[Excerpted text]
------------------------------------------------------------
11 October, 2019. Friday of Week 27
1st Reading: Joel 1:13-15; 2:1-2
A call to fasting and prayer, for the day of the Lord is near
Priests, put on sackcloth and lament; wail, you ministers of the altar. Come, pass the night in sackcloth, you ministers of my God! Grain offering and drink offering are withheld from the house of your God. Sanctify a fast, call a solemn assembly. Gather the elders and all the inhabitants of the land to the house of the Lord your God, and cry out to the Lord. Alas for the day! For the day of the Lord is near, and as destruction from the Almighty it comes.
Blow the trumpet in Zion; sound the alarm on my holy mountain! Let all the inhabitants of the land tremble, for the day of the Lord is coming, it is near–a day of darkness and gloom, a day of clouds and thick darkness! Like blackness spread upon the mountains a great and powerful army comes; their like has never been from of old, nor will be again after them in ages to come.
Responsorial: Psalm 9:2-3, 6, 16, 8-9
R./: The Lord will judge the world with justice.
I will praise you, Lord, with all my heart;
I will recount all your wonders.
I will rejoice in you and be glad,
and sing psalms to your name O Most High. (R./)
You have checked nations and destroyed the wicked;
you have wiped out their name for ever and ever.
The nations have fallen in the pit which they made,
their feet caught in the snare they laid. (R./)
------------------------------------------------------------
[Exercise objective] In the 11 October 2019 readings, what response is given for the psalm?

[Given records]
------------------------------------------------------------
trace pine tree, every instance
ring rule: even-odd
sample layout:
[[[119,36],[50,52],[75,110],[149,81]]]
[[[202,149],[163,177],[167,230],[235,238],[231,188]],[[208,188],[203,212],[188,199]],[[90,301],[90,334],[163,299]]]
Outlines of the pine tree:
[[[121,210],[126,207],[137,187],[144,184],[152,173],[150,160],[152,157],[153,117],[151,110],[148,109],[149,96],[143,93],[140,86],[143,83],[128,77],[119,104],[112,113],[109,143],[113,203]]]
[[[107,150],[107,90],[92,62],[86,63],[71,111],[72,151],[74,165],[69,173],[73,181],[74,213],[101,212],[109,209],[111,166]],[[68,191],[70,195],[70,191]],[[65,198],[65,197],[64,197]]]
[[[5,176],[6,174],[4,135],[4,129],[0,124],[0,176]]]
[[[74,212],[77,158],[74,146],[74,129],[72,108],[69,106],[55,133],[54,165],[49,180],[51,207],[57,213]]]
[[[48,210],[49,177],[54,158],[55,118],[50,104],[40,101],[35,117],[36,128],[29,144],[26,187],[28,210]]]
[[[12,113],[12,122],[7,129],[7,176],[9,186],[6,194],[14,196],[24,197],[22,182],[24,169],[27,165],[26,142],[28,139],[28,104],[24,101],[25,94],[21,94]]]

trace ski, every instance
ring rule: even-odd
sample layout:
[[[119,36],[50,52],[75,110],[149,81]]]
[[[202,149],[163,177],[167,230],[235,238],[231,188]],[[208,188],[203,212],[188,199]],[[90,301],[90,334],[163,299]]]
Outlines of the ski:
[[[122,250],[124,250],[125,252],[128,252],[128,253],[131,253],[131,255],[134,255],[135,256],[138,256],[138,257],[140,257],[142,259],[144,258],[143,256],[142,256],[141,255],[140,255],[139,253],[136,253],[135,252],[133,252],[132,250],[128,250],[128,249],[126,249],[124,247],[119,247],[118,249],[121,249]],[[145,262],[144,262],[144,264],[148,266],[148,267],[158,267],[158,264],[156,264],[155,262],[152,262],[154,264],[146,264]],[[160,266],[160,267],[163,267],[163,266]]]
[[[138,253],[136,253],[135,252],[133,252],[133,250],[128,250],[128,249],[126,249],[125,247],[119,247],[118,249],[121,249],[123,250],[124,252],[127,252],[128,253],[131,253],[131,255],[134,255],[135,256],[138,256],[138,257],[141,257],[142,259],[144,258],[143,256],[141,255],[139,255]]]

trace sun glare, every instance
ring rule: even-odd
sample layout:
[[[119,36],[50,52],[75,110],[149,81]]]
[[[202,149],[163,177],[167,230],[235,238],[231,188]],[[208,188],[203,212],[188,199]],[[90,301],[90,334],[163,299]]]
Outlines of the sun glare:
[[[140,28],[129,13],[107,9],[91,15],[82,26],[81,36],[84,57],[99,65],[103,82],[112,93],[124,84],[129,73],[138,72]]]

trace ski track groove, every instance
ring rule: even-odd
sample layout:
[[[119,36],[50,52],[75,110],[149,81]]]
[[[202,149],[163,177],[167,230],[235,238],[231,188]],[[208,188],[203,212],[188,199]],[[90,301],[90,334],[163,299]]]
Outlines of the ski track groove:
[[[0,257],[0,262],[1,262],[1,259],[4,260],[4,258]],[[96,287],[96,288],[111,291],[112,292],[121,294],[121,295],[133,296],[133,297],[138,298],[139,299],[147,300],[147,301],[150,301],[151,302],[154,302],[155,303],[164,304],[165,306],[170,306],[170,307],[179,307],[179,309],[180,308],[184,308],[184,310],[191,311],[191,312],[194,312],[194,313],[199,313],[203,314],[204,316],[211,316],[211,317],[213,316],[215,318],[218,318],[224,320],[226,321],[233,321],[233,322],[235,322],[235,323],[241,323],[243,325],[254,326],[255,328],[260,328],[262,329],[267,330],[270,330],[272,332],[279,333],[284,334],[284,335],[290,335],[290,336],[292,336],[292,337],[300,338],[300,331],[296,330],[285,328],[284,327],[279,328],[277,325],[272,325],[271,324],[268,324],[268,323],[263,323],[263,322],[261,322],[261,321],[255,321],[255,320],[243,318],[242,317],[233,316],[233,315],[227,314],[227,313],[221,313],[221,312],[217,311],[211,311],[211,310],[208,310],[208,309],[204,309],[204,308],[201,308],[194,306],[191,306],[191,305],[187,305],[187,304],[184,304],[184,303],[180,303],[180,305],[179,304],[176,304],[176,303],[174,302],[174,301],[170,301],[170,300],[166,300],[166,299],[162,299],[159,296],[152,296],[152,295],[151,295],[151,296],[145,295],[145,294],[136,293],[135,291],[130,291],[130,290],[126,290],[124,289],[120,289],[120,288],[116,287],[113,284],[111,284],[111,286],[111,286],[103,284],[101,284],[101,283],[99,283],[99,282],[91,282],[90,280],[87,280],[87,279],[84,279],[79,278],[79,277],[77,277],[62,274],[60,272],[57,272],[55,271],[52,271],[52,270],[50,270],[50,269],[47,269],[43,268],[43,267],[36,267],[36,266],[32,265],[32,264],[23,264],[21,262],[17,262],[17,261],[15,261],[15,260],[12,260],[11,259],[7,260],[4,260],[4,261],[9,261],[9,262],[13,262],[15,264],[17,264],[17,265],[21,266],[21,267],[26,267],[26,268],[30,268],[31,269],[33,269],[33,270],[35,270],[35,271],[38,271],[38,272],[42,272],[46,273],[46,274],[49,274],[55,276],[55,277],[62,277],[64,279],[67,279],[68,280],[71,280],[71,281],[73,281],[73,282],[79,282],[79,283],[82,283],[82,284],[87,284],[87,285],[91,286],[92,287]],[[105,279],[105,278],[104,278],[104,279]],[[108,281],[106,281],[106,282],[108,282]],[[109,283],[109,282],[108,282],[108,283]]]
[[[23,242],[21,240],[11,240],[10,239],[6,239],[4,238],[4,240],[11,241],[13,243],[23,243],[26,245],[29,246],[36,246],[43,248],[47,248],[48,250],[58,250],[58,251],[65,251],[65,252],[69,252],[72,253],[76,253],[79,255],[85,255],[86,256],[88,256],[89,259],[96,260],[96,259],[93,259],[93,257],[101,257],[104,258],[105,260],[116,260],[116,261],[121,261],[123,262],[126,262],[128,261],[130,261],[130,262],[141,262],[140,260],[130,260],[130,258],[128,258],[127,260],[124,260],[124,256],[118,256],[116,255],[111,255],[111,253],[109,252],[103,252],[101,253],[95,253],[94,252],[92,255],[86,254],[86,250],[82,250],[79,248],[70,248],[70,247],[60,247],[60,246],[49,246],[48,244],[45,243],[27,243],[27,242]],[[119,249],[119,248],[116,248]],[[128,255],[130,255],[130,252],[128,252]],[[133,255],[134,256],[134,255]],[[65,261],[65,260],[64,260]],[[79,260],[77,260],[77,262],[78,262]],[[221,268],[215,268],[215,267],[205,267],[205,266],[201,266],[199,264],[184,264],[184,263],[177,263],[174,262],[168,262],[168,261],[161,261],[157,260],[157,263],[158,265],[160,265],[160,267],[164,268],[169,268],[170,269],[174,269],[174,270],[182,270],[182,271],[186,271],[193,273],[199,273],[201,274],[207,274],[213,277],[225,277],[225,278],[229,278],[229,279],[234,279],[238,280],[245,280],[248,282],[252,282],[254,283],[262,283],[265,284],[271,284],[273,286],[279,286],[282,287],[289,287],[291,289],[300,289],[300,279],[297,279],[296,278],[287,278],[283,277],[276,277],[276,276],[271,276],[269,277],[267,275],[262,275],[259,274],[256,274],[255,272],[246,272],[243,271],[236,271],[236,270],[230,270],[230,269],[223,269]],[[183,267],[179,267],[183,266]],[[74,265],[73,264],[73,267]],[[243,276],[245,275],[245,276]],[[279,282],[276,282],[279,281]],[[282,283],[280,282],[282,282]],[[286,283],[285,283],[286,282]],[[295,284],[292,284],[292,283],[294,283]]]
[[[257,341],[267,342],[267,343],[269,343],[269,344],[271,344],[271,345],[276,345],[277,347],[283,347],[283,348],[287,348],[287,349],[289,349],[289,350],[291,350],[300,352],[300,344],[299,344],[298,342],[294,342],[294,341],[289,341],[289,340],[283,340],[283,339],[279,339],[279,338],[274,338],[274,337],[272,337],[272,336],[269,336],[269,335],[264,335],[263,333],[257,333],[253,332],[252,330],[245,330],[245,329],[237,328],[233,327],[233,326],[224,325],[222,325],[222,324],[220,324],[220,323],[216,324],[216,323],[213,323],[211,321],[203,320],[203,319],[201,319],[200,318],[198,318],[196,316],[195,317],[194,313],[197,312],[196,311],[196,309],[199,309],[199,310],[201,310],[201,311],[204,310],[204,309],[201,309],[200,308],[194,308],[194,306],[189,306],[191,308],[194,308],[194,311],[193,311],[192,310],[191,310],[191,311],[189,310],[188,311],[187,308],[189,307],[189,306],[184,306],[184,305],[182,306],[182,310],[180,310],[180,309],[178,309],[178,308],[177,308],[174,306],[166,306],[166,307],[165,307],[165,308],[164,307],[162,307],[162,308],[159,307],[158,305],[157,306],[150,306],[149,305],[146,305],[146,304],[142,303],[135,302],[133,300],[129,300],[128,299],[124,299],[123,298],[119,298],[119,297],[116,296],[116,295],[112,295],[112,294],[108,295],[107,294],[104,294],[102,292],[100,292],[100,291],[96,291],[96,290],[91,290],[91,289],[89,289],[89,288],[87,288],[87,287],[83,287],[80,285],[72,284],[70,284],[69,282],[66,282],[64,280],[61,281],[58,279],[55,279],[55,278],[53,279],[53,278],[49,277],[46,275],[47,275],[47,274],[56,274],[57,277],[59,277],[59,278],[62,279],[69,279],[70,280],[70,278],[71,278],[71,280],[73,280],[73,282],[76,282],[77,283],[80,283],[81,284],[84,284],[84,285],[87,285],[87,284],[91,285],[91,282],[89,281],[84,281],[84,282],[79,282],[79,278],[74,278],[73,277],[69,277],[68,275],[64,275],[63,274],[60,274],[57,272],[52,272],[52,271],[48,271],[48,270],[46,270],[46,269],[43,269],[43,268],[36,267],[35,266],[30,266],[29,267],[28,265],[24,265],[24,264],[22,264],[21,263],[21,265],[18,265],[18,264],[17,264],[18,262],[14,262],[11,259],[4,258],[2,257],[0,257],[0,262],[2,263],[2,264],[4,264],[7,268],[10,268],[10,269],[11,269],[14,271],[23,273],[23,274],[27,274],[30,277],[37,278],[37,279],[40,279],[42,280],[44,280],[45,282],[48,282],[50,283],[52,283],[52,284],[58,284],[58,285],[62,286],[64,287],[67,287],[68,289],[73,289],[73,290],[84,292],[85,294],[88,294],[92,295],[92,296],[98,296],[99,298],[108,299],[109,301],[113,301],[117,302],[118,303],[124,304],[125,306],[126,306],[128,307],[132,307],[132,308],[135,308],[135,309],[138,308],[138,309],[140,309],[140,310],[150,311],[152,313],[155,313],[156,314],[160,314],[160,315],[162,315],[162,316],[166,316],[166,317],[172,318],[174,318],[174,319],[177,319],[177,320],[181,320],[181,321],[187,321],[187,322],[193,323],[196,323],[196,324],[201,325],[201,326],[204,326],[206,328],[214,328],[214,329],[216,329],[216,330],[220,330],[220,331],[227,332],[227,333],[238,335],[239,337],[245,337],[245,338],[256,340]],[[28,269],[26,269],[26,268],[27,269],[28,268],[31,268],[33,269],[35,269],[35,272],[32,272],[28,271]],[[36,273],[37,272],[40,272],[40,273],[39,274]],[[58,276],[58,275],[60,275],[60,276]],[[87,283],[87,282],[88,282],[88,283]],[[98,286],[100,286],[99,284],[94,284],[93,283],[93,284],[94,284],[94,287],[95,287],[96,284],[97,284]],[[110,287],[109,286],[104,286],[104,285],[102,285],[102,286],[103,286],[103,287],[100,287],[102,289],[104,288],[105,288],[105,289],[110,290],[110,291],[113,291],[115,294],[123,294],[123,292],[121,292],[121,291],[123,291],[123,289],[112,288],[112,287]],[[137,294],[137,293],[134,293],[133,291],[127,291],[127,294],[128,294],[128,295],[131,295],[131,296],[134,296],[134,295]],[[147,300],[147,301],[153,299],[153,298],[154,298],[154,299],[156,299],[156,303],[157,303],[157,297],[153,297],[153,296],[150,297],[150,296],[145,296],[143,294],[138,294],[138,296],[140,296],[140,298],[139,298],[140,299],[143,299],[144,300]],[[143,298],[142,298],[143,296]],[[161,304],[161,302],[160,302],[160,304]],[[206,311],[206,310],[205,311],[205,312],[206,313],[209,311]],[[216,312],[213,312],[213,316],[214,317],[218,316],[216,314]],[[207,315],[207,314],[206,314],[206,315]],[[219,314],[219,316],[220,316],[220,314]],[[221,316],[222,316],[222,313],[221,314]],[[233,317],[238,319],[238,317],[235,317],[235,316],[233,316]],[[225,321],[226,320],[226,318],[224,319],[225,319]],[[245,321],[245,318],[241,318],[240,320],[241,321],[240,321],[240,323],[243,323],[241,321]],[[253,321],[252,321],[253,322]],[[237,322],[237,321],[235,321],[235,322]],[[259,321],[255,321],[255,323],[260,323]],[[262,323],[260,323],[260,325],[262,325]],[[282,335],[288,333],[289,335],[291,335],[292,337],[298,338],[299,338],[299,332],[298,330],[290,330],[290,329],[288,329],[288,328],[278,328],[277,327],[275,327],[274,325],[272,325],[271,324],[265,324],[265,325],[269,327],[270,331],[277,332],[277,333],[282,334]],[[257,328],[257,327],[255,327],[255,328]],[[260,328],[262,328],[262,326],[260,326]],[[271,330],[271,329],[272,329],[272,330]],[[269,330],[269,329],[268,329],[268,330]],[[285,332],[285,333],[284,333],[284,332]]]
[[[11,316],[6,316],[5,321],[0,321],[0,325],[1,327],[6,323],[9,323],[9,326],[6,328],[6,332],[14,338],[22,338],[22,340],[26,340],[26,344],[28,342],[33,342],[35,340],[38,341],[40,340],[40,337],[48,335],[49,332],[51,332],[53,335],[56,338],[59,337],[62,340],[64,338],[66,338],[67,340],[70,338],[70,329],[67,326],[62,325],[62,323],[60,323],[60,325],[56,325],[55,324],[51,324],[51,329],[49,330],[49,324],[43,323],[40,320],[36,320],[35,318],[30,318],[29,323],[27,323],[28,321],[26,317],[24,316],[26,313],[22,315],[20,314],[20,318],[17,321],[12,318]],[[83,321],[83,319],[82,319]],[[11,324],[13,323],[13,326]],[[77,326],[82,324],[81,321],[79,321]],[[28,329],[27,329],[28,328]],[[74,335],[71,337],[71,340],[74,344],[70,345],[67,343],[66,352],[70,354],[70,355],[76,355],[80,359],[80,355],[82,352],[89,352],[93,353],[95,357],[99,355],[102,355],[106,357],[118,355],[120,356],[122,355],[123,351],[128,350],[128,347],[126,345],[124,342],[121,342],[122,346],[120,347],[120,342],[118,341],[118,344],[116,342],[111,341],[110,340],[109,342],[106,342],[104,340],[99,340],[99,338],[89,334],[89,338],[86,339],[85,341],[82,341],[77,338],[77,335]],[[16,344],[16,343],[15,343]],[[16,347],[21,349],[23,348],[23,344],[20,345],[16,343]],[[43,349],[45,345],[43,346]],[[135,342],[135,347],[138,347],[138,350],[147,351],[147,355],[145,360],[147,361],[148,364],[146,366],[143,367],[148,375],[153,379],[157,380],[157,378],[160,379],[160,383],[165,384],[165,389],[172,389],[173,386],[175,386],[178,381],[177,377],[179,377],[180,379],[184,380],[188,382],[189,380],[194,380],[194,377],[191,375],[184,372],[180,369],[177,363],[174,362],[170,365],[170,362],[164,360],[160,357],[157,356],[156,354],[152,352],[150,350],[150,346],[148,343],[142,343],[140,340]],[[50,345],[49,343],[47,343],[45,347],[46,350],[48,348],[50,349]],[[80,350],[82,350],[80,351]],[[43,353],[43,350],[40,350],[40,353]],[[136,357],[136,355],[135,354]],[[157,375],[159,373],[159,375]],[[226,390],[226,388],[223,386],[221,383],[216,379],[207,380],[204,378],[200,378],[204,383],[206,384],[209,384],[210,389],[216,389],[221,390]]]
------------------------------------------------------------
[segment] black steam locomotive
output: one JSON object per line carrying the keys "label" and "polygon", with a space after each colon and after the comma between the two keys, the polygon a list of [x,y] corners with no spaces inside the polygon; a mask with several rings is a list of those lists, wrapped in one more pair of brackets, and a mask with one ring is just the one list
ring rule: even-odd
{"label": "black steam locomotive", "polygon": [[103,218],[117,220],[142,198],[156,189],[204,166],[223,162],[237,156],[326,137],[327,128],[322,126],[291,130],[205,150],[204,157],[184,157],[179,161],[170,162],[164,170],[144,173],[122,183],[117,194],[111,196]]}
------------------------------------------------------------
[Written response] The Lord will judge the world with justice.